§ Short problem: Copy out the material below word for word, with every line unchanged.

--- begin Task inputs ---

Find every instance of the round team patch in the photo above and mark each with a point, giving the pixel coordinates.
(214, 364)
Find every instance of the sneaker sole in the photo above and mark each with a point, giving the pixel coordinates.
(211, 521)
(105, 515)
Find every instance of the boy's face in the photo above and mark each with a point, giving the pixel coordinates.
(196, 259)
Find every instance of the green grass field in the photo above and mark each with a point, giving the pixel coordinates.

--- end Task inputs ---

§ Solution:
Find every instance of the round team patch in the photo above and mark each with a point, giving the pixel coordinates.
(214, 364)
Find every instance of the sneaker sole in the photo above and mark each with a point, giving the pixel coordinates.
(211, 521)
(105, 515)
Find every instance of the boy's face in the photo above and mark each with a point, giving the pixel coordinates.
(196, 259)
Find every instance of the green grass field in the photo above and mark each with a point, giving the pixel coordinates.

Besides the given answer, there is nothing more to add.